> _Task list_:
1. Please explain, from the Lisp style thread, why the first post shows two separate code fragments.
2. Pick up the Lisp style thread after its last line and write how the reply goes on.

> _Given passage_:
From: tichy
Subject: style question: FORMAT vs VECTOR-PUSH-EXTEND
Date: 
Message-ID: <dnefij$kj8$1@nemesis.news.tpi.pl>
Hi.

What is preferable ?

1.
[.....]
(format result
         (lambda (stream)
           (write-string (get (funcall entity-source char)
                              (getf '(:named :&name :hex :hex-str :dec :dec-str) type))
                         stream)))
[.....]

2.
[.....]
(loop for c across (get (funcall entity-source char)
                         (getf '(:named :&name :hex :hex-str :dec :dec-str) type))
       do (vector-push-extend c result))
[.....]

3. any other ideas ?

TIA, Szymon.

From: Pascal Bourguignon
Subject: Re: style question: FORMAT vs VECTOR-PUSH-EXTEND
Date: 
Message-ID: <87hd9h5d18.fsf@thalassa.informatimago.com>
tichy <···········@o2.pl> writes:

> Hi.

> _Source excerpt_:
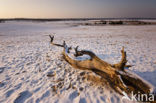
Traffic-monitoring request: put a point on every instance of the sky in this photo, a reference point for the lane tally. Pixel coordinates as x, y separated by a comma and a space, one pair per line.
77, 8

> _The replies_:
1. The poster is asking a style question, which of the two is preferable: using FORMAT with a stream-writing lambda, or looping over the characters with VECTOR-PUSH-EXTEND. Both fragments fetch the same value with (get (funcall entity-source char) ...) and add it to result, and a third item invites any other ideas.

2.
>
> What is preferable ?
>
> 1.
> [.....]
> (format result
>          (lambda (stream)
>            (write-string (get (funcall entity-source char)
>                               (getf '(:named :&name :hex :hex-str :dec :dec-str) type))
>                          stream)))
> [.....]
>
> 2.
> [.....]
> (loop for c across (get (funcall entity-source char)
>                          (getf '(:named :&name :hex :hex-str :dec :dec-str) type))
>        do (vector-push-extend c result))
> [.....]
>
> 3. any other ideas ?
>
> TIA, Szymon.


The second one.  The first doesn't even work!

[74]> (setf result (make-array 0 :adjustable t :fill-pointer 0))
#()
[75]> (loop for c across #(a 1 b "Hi" c) do (vector-push-extend c result))
NIL
[76]> result
#(A 1 B "Hi" C)


[78]> (setf result (make-array 0 :adjustable t :fill-pointer 0))
#()
[79]> (format result
           (lambda (stream)
             (write-string  #(a 1 b "Hi" c)
                            stream)))

*** - The destination argument #() is invalid (not NIL or T or a stream or a
      string).
The following restarts are available:
ABORT          :R1      ABORT
Break 1 [80]> :q
[81]> 


Perhaps more context would be useful don't you think?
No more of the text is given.